*ROWS*
..............................
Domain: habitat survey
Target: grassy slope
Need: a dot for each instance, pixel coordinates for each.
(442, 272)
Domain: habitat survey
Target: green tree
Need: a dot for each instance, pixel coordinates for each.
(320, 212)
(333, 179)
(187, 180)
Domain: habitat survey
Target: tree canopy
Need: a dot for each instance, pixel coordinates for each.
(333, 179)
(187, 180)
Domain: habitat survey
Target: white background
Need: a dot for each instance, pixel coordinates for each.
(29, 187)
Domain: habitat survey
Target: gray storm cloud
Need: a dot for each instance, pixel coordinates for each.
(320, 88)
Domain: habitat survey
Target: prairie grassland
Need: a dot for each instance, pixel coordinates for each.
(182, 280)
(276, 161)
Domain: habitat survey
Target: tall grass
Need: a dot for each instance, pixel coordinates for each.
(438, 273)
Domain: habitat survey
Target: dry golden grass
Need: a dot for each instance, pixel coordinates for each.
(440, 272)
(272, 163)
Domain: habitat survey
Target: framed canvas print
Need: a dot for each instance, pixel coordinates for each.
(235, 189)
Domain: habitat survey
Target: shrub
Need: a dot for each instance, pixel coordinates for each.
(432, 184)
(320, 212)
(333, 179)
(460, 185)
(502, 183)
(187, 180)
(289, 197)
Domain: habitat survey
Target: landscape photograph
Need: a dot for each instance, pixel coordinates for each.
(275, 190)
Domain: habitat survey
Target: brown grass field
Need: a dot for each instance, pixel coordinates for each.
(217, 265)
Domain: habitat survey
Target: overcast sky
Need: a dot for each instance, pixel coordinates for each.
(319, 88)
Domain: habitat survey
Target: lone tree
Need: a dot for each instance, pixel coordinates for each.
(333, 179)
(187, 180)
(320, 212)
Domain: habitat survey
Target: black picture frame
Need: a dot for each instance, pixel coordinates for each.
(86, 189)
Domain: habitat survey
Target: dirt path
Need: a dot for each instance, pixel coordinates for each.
..............................
*EXERCISE TASK*
Pick out every line of the records above that contains the string "tree" and copy each one in full. The match is case-sensitive.

*TASK OUTPUT*
Target: green tree
Target: tree canopy
Target: lone tree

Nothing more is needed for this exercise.